Page extract:
--- begin ---

Masked Frame Reconstruction: Inspired by masked language modeling, spans of input frames are masked and the model is trained to reconstruct the entire sequence. The reconstruction task uses an $L_1$ loss to enhance acoustic representation learning.
Connectionist Temporal Classification (CTC) Loss: Borrowing from automatic speech recognition (ASR) systems, a sequence-level CTC loss aims to align model outputs with phoneme labels for phonetic representation learning.

The two tasks allow for the embedding of both acoustic and phonetic information into feature vectors that can be applied to speaker and language recognition tasks.

Experimental Results

The authors evaluated BERTphone using two datasets, Fisher (for 8kHz audio) and TED-LIUM (for 16kHz audio), spanning several benchmark experiments:

Speaker Recognition: When integrated into x-vector-style DNNs for speaker recognition, BERTphone achieved an 18% relative reduction in equal error rate (EER) compared to systems using Mel-Frequency Cepstral Coefficients (MFCCs) as input on the Fisher dataset.
Language Recognition: On the LRE07 3-second closed-set language recognition task, BERTphone attained a state-of-the-art $C_{\text{avg}}$ of 6.16, showing a notable improvement over prior models pre-trained on similar data.

These results suggest that BERTphone fares better than previous phonetic pretraining methods, substantially improving upon systems that used pre-existing phonetic information only.

Architectural Considerations

The architecture utilizes a deep Transformer encoder similar to BERT but customizes for the acoustic domain:

12 self-attention layers with 12 heads.
Mean-normalized MFCCs serve as inputs, with frames being stacked to reduce sequence length.
Final layer outputs are kept fixed during downstream task training, similar to using feature extractors in previous speaker and language recognition systems.

Implications and Future Directions

BERTphone demonstrates an effective integration of phonetic knowledge into deep acoustic models, providing enhanced versatility across speech-related tasks. Through its self-supervised approach, it reduces the need for extensive labeled data, aligning with recent trends favoring pre-trained models.

Practically, the release of BERTphone may facilitate broader applications of speech recognition technologies in environments where labeled data is scarce. Theoretically, it paves the way for exploration into unsupervised pretraining techniques within a phonetically constrained space.

Speculatively, future research can explore the unfrozen adaptation of BERTphone representations to specific tasks, potentially yielding further improvements. Additionally, large-scale evaluations on unlabeled datasets may enable even broader applicability in real-world scenarios.

In summary, this work adds substantial value to the domain of speech processing by enhancing the capability and robustness of models tackling diverse recognition tasks, and it sets the stage for innovative cross-task pretraining methodologies.

--- end ---

Dataset extract:

--- begin ---

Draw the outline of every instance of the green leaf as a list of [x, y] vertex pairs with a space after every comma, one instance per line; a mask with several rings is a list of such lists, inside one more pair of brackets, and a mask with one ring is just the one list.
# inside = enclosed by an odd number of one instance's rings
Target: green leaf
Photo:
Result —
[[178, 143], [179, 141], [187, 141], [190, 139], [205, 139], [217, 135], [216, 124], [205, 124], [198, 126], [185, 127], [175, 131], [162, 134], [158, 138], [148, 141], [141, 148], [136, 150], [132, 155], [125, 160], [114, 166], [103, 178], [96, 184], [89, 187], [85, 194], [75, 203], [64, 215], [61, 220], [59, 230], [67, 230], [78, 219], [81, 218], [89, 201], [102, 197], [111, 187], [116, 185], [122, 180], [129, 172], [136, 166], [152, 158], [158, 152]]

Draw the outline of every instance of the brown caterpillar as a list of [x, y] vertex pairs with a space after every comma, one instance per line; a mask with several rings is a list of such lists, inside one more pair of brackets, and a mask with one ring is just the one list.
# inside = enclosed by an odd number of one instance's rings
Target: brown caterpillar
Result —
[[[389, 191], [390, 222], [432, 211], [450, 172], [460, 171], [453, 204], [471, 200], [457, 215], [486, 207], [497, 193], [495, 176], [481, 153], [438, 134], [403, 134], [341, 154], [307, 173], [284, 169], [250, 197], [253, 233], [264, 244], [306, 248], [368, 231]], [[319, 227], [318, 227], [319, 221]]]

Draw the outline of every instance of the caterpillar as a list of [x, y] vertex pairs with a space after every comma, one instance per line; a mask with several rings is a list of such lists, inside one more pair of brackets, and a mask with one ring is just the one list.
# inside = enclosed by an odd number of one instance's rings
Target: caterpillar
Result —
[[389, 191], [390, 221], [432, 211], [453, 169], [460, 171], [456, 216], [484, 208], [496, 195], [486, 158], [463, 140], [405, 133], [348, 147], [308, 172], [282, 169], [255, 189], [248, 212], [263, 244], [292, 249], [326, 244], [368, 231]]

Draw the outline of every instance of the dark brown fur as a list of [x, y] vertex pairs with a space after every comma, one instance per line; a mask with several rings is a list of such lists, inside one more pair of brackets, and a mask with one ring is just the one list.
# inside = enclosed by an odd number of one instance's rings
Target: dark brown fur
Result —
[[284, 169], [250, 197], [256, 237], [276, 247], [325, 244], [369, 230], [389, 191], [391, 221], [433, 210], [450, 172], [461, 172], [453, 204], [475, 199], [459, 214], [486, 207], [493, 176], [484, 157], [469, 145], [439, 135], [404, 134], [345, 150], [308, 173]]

--- end ---

Task objective: Under "Architectural Considerations" in the BERTphone summary above, list every feature the text gives for its Transformer encoder.

The completed task:
- 12 self-attention layers with 12 heads.
- Mean-normalized MFCCs serve as inputs, and frames are stacked to reduce sequence length.
- Final layer outputs are kept fixed during downstream task training, similar to using feature extractors in previous speaker and language recognition systems.